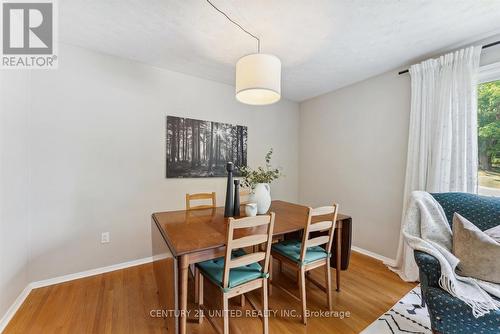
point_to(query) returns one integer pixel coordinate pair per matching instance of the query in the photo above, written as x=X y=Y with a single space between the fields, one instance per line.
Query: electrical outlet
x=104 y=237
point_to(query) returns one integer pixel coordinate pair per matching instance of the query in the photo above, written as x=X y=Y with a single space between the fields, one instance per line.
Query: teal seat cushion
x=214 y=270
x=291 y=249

____________________

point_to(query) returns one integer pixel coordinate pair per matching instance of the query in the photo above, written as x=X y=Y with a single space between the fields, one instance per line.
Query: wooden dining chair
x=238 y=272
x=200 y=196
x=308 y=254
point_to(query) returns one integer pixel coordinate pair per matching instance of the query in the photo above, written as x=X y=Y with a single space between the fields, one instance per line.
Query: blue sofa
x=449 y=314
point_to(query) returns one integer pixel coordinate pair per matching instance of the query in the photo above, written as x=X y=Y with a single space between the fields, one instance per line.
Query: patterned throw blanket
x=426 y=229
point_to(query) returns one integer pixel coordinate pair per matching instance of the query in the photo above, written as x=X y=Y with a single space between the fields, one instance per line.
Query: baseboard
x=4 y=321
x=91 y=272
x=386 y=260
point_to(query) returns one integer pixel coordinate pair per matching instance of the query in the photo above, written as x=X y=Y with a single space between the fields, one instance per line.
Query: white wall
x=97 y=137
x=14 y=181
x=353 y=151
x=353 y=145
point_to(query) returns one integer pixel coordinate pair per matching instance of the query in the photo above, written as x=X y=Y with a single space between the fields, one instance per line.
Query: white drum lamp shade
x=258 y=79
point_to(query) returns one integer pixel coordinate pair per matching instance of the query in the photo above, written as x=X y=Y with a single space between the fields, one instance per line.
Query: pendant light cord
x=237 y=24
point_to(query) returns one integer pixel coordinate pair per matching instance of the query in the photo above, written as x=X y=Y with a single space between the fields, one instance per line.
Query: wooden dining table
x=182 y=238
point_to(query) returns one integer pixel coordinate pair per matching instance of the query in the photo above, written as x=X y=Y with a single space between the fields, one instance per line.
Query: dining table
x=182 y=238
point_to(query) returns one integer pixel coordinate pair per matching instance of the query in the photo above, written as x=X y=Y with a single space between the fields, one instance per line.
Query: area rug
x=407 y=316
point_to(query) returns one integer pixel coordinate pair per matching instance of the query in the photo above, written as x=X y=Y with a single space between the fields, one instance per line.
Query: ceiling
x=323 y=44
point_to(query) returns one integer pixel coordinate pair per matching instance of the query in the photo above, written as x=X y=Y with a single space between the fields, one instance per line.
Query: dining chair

____________________

### TRY IT
Above are the records; copy exactly the lines from the line with "Query: pendant light cord" through the line with "Query: dining chair", both included.

### OUTPUT BELOW
Query: pendant light cord
x=237 y=24
point_to(query) returns one integer pixel coordinate pair per matching instance of the query in the photo above, written as x=X y=Y with a single space between the fields, one instance per line.
Query: wooden dining table
x=182 y=238
point_to(query) returns one integer pixel coordinate pair per matching instance of the query in the photo above, written as x=X y=Y with a single space between the fields, one instance per line.
Query: dining table
x=182 y=238
point_to(query) returns one integer pixel coordinate pair per matching instance of the query in the photo above, written as x=X y=Y with a single space between the fields, one instance per line.
Query: area rug
x=407 y=316
point_to(query) returns one integer pixel coordinate pair per matching instance of the query in the photo above, written as x=X y=Y with a single space between the fields, one instance per line.
Query: ceiling
x=323 y=44
point_to(query) returns one integer pixel coordinate pair per matching instance of the query in the photo above, written as x=X y=Y with a single space between the fields, one instance per line.
Query: dining chair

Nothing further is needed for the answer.